## REQUIRED ACTION
From the records that follow, copy every line that contains the word "query".

## RECORDS FOR THIS TASK
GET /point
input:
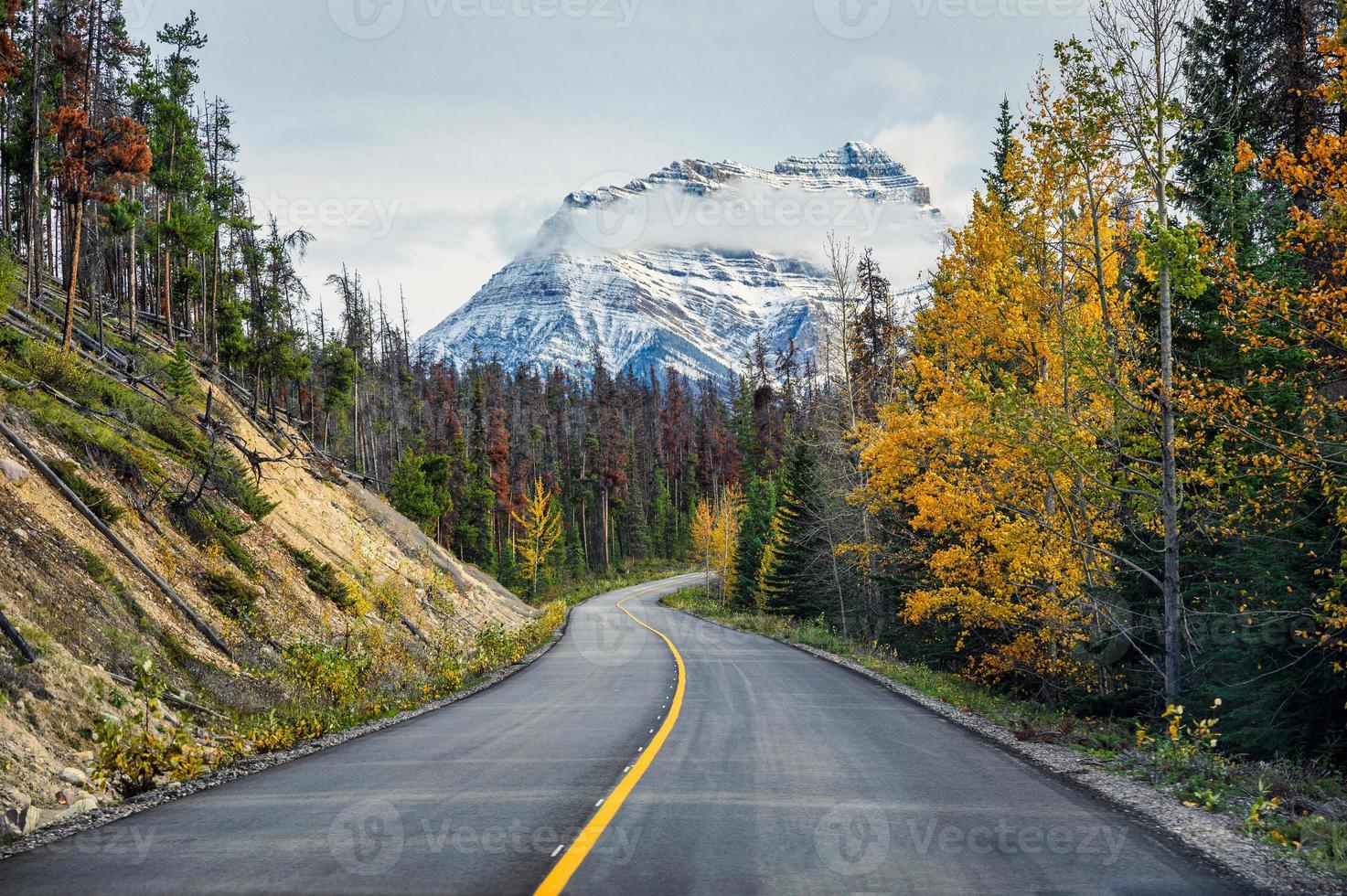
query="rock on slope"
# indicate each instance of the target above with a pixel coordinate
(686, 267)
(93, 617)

---

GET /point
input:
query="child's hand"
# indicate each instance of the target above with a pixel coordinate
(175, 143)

## OUTPUT
query="rock on slope"
query="child's hand"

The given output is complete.